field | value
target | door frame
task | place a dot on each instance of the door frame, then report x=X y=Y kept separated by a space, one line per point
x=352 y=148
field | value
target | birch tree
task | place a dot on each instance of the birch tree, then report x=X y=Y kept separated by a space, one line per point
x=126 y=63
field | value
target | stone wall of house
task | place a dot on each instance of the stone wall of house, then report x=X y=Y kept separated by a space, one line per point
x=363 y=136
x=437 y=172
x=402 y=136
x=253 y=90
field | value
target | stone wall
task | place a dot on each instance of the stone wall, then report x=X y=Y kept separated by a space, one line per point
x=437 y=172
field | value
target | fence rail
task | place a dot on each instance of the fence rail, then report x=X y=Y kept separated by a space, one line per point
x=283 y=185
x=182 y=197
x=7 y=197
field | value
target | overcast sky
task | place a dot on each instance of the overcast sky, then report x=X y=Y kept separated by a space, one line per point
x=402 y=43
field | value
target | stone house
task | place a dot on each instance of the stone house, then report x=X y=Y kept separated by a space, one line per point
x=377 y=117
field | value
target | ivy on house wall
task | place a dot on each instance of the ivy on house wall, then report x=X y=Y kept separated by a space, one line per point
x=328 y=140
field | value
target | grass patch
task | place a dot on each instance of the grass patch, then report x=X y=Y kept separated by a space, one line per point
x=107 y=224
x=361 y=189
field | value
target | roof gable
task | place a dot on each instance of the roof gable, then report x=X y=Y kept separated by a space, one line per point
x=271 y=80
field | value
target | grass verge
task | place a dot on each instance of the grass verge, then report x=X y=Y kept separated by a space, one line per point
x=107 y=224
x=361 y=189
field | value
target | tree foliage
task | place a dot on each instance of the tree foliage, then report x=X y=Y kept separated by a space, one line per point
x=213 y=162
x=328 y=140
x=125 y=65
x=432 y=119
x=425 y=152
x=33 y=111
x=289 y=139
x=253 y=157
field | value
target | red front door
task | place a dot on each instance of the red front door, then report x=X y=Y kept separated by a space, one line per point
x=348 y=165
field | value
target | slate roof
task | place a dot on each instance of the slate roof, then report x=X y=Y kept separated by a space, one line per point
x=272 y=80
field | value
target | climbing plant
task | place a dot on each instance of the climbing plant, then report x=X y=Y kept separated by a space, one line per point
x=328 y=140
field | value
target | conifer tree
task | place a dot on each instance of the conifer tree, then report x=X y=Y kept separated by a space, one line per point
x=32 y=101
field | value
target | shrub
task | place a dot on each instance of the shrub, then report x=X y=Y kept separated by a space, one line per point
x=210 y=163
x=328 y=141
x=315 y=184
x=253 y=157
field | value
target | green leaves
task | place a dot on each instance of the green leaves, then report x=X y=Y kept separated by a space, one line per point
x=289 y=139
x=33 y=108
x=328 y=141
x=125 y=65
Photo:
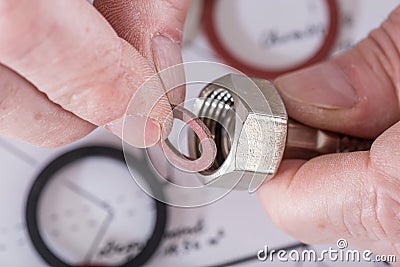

□ □ □

-- What is needed --
Retype all of the material above line for line without changing anything, and leave out the picture.

-- Written answer --
field | value
target | door frame
task | place a dot on each instance of the door frame, then report x=X y=Y kept separated by a space, one line per point
x=352 y=148
field | value
target | birch tree
task | place a dot on each instance of the birch tree, then report x=X y=Y kept separated by a space, one line per point
x=126 y=63
field | value
target | stone wall of house
task | place a dot on each instance of the stone wall of house, then report x=X y=Y kept separated by a space, one line per point
x=363 y=136
x=437 y=172
x=402 y=136
x=253 y=90
field | value
target | stone wall
task | place a dot on each instance of the stone wall, then report x=X y=Y kept separated by a space, one line per point
x=437 y=172
field | value
target | fence rail
task | place a dot on each instance of the fence rail, then report x=X y=Y kept separated by a space, one line per point
x=283 y=185
x=182 y=197
x=7 y=197
field | value
target | overcast sky
task | place a dot on each instance of the overcast sky, then report x=X y=Y kept separated by a space, one line per point
x=402 y=43
field | value
target | stone house
task | place a dot on each instance of the stone house, then report x=X y=Y kept separated by a space, one line per point
x=377 y=117
field | value
target | ivy on house wall
task | place a dot on each instance of the ivy on house wall, then report x=X y=Y kept separated by a space, one line per point
x=328 y=140
field | value
target | grass patch
task | place a dot on each instance of the grass patch, then report x=X y=Y kept separated by a space, one line per point
x=107 y=224
x=361 y=189
field | value
target | roof gable
task | place a dot on each instance of the roof gable, then report x=X y=Y kept separated by a space, one line per point
x=271 y=80
field | value
target | grass verge
task | place a dot on each instance of the grass verge, then report x=X y=Y kept separated by a space, one line per point
x=107 y=224
x=361 y=189
field | value
target | tree foliage
task | place a dot on each instance of the tree foliage, then report x=X y=Y kept separated by a space, one line per point
x=213 y=162
x=328 y=140
x=125 y=65
x=432 y=119
x=425 y=152
x=33 y=111
x=289 y=139
x=253 y=157
field | value
target | red front door
task | place a dot on each instance of the red front door, then report x=X y=Y kept separated by a space, one line per point
x=348 y=165
field | value
target | slate roof
task | place a dot on each instance of the slate roof, then report x=X y=Y kept separated by a space, one line per point
x=272 y=80
field | value
target | climbing plant
task | place a dot on each instance of the climbing plant, then report x=X y=Y kept separated by a space, one line per point
x=328 y=140
field | value
target | conifer tree
task | place a dot on each instance of the conifer tree, then report x=X y=Y kept separated by a space, one line per point
x=32 y=101
field | value
target | shrub
task | place a dot on each instance of the shrub, then report x=X y=Y kept separated by a space, one line per point
x=210 y=163
x=328 y=141
x=315 y=184
x=253 y=157
field | value
target | green leaves
task | place a dot on each instance of the green leaves, then report x=X y=Y kept separated by a space, one line per point
x=289 y=139
x=33 y=108
x=328 y=141
x=125 y=65
Photo:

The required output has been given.